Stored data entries
'''
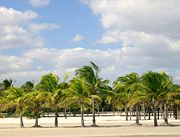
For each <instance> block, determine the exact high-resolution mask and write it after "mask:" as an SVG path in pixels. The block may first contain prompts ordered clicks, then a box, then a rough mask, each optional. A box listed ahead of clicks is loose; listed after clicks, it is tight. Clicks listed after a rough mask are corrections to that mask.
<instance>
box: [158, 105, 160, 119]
mask: <svg viewBox="0 0 180 137" xmlns="http://www.w3.org/2000/svg"><path fill="white" fill-rule="evenodd" d="M159 110H160V108H159V107H158V120H159Z"/></svg>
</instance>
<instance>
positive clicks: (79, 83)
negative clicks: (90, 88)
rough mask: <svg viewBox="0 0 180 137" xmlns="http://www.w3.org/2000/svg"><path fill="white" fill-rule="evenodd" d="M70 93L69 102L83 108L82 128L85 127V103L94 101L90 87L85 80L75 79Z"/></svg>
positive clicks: (82, 111)
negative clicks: (72, 102) (84, 124)
mask: <svg viewBox="0 0 180 137" xmlns="http://www.w3.org/2000/svg"><path fill="white" fill-rule="evenodd" d="M69 91H70V92H69V97H68V98H69V100H71V101H73V102H76V103H78V104H80V106H81V107H80V108H81V109H80V110H81V127H84V117H83V110H84V105H85V103H90V102H91V101H92V98H91V94H90V89H89V86H88V84H87V83H86V81H85V79H80V78H74V79H73V80H71V83H70V88H69ZM97 97H98V96H97Z"/></svg>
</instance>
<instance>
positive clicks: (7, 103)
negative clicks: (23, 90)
mask: <svg viewBox="0 0 180 137" xmlns="http://www.w3.org/2000/svg"><path fill="white" fill-rule="evenodd" d="M5 94H6V99H7V104H6V105H8V104H11V105H13V106H14V107H15V108H16V111H17V112H19V113H20V127H24V123H23V112H24V104H25V102H24V95H25V93H24V91H23V90H22V89H21V88H18V87H13V86H11V87H9V88H8V89H7V90H6V91H5Z"/></svg>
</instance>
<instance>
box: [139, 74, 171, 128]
mask: <svg viewBox="0 0 180 137" xmlns="http://www.w3.org/2000/svg"><path fill="white" fill-rule="evenodd" d="M142 79H143V84H144V85H145V87H146V95H147V97H148V98H149V100H150V102H151V104H152V110H153V113H154V126H158V123H157V117H156V108H157V106H158V105H159V104H160V103H161V101H162V98H163V97H165V96H166V94H167V92H168V91H170V90H171V89H172V80H171V78H170V77H169V76H168V75H167V74H165V73H164V72H160V73H159V72H152V71H149V72H147V73H145V74H144V75H143V76H142ZM164 118H165V121H166V122H167V119H166V116H165V117H164Z"/></svg>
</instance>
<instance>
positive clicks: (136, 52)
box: [0, 44, 180, 83]
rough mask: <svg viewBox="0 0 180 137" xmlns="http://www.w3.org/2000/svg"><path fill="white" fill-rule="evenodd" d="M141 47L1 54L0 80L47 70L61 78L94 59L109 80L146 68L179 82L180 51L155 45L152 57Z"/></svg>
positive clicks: (139, 70) (144, 69) (32, 78)
mask: <svg viewBox="0 0 180 137" xmlns="http://www.w3.org/2000/svg"><path fill="white" fill-rule="evenodd" d="M167 45H168V44H167ZM140 47H141V46H140ZM140 47H139V48H140ZM140 49H141V48H140ZM140 49H136V48H134V47H130V46H127V47H123V48H119V49H107V50H104V51H103V50H93V49H84V48H80V47H79V48H73V49H53V48H51V49H49V48H41V49H39V48H36V49H31V50H27V51H26V52H24V53H23V54H22V55H21V56H20V57H17V56H5V55H4V56H1V57H0V62H1V64H0V65H1V68H0V71H1V72H3V73H0V80H2V79H4V78H13V79H15V80H19V81H21V83H23V82H25V81H26V80H27V79H28V80H35V81H38V78H39V76H41V75H42V74H44V73H49V72H54V73H57V74H58V75H59V76H60V77H62V76H63V74H64V73H65V72H68V73H70V74H71V75H73V74H74V70H76V69H77V68H80V67H82V66H83V65H88V64H89V61H93V62H95V63H96V64H97V65H98V66H99V67H100V69H101V72H100V75H101V76H102V77H103V78H107V79H111V80H114V79H115V78H116V77H117V76H120V75H123V74H126V73H129V72H139V73H143V72H145V71H148V70H159V71H160V70H163V71H167V72H168V73H169V74H171V75H172V76H174V80H175V81H176V82H177V81H180V77H179V76H180V75H179V71H177V68H179V64H180V60H179V58H180V51H175V50H173V48H171V47H168V46H164V47H163V49H159V50H167V51H168V52H161V53H156V52H157V51H156V49H155V48H154V50H152V51H151V52H153V53H154V56H151V55H149V54H146V53H143V52H141V51H140ZM143 51H144V50H143ZM174 72H176V73H174ZM20 74H21V75H20ZM19 75H20V76H19Z"/></svg>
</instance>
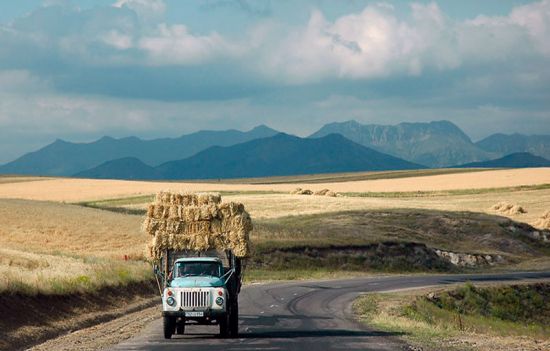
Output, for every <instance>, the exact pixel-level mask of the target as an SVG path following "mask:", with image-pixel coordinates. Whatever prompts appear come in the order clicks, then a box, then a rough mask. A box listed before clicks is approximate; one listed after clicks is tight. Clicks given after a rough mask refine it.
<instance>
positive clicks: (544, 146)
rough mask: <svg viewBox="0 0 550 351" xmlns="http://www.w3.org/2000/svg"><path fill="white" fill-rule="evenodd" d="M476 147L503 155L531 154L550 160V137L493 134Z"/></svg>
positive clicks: (523, 135) (544, 136)
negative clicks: (512, 153) (478, 146)
mask: <svg viewBox="0 0 550 351" xmlns="http://www.w3.org/2000/svg"><path fill="white" fill-rule="evenodd" d="M476 145H477V146H479V147H480V148H482V149H483V150H485V151H489V152H494V153H499V154H501V155H508V154H512V153H516V152H529V153H531V154H533V155H537V156H541V157H544V158H546V159H550V135H523V134H493V135H491V136H489V137H487V138H485V139H483V140H481V141H478V142H477V143H476Z"/></svg>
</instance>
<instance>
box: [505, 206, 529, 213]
mask: <svg viewBox="0 0 550 351" xmlns="http://www.w3.org/2000/svg"><path fill="white" fill-rule="evenodd" d="M523 213H527V211H526V210H525V209H524V208H523V207H521V206H520V205H514V206H512V207H511V208H510V209H509V210H508V214H511V215H514V214H523Z"/></svg>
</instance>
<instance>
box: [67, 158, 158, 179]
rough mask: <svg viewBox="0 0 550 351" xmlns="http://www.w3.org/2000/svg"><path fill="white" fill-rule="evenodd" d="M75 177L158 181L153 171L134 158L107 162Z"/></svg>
mask: <svg viewBox="0 0 550 351" xmlns="http://www.w3.org/2000/svg"><path fill="white" fill-rule="evenodd" d="M76 176H77V177H82V178H95V179H132V180H136V179H159V178H161V176H160V175H159V173H158V172H157V170H156V169H155V167H151V166H149V165H146V164H145V163H143V162H141V161H140V160H138V159H137V158H135V157H125V158H119V159H117V160H112V161H107V162H105V163H102V164H101V165H99V166H97V167H94V168H92V169H89V170H86V171H83V172H79V173H77V174H76Z"/></svg>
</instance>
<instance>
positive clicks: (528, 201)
mask: <svg viewBox="0 0 550 351" xmlns="http://www.w3.org/2000/svg"><path fill="white" fill-rule="evenodd" d="M413 175H414V174H413ZM382 176H384V175H382ZM391 176H392V175H391V172H390V175H389V177H390V179H370V180H352V181H334V182H330V181H325V180H326V178H323V182H311V183H307V180H308V179H313V178H307V177H301V178H300V179H299V181H300V183H294V182H292V181H293V180H292V179H288V181H289V183H276V184H237V183H231V182H228V183H226V184H223V183H216V182H208V183H197V182H188V183H179V182H143V181H116V180H88V179H70V178H33V177H2V178H0V218H2V221H1V222H0V247H1V248H2V251H1V252H0V255H1V257H2V259H1V260H0V273H1V275H0V277H1V278H0V291H5V290H8V291H9V290H16V291H19V290H22V291H34V290H38V291H43V292H52V291H53V292H59V291H64V289H68V290H75V289H76V290H79V289H80V290H81V289H87V288H89V287H92V288H93V287H98V286H101V284H103V283H108V284H115V285H116V284H119V283H124V282H125V281H127V280H132V279H137V280H139V279H147V277H150V276H151V273H150V267H149V266H147V264H145V263H144V262H143V261H142V258H143V252H144V244H145V242H146V240H147V236H146V235H145V234H144V233H142V232H141V230H140V226H141V222H142V219H143V217H142V216H141V215H140V214H137V215H136V214H127V213H115V212H112V211H105V210H101V209H95V208H88V207H84V206H81V205H82V203H88V204H90V203H94V204H95V205H97V206H98V207H116V208H127V209H133V210H135V209H138V210H139V209H144V208H145V205H146V203H147V202H148V201H149V200H150V197H149V196H150V195H152V194H154V193H155V192H157V191H159V190H166V189H171V190H175V191H178V190H179V191H222V192H226V193H224V196H223V197H224V201H237V202H242V203H244V204H245V206H246V208H247V210H248V211H249V212H250V213H251V215H252V217H253V218H256V219H265V220H270V219H277V218H282V217H287V216H302V215H311V214H319V213H336V212H342V211H371V210H380V209H383V210H391V209H405V210H406V209H426V210H437V211H457V212H462V211H470V212H481V213H487V214H490V215H498V216H506V217H509V218H511V219H513V220H514V221H518V222H525V223H530V224H534V223H535V221H536V220H537V219H538V218H539V217H540V216H541V215H542V214H543V213H544V212H545V211H548V210H550V186H547V185H548V184H550V169H549V168H541V169H518V170H489V171H476V172H472V173H469V172H461V173H451V174H436V175H431V176H427V175H421V176H408V177H405V178H391ZM296 187H301V188H308V189H311V190H320V189H323V188H329V189H331V190H334V191H337V192H340V193H347V195H349V196H341V197H335V198H331V197H324V196H306V195H290V194H289V192H290V191H291V190H293V189H295V188H296ZM510 187H515V188H510ZM144 195H146V196H144ZM140 196H141V197H140ZM136 197H137V198H136ZM501 201H506V202H509V203H513V204H519V205H521V206H522V207H523V208H525V210H526V211H527V213H525V214H518V215H503V214H499V213H495V212H494V211H493V210H491V209H490V207H491V206H492V205H494V204H495V203H498V202H501ZM288 230H289V231H292V228H288ZM252 238H253V239H254V240H261V238H259V237H258V236H257V235H256V234H254V233H253V234H252ZM125 256H126V257H127V258H129V261H125V260H124V259H123V258H124V257H125ZM113 270H114V271H113ZM109 276H114V278H112V279H110V280H109V278H108V277H109ZM102 280H104V281H105V282H103V283H102Z"/></svg>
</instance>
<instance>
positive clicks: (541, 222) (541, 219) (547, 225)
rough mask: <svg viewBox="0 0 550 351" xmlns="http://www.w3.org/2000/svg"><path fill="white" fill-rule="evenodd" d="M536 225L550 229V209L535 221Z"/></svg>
mask: <svg viewBox="0 0 550 351" xmlns="http://www.w3.org/2000/svg"><path fill="white" fill-rule="evenodd" d="M535 227H538V228H541V229H550V211H546V212H545V213H544V214H543V215H542V216H541V217H539V219H537V220H536V222H535Z"/></svg>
'''
WORK TASK. For this exercise, find all lines in the records containing the word "prompts" and copy them.

TASK OUTPUT.
For each <instance> block, determine the exact high-resolution mask and write it after "mask:" as an SVG path in pixels. The block may first contain prompts ordered clicks, then a box, then a rough mask, each optional. A box listed ahead of clicks is loose; listed after clicks, it is tight. Clicks listed after a rough mask are corrections to that mask.
Output, for every <instance>, the exact pixel-level mask of the target as an SVG path following "mask:", with image-pixel coordinates. Whatever prompts appear come in the order clicks, then a box, then a rough mask. A box listed before clicks is approximate; one listed after clicks is tight. Clicks given after a rough mask refine it.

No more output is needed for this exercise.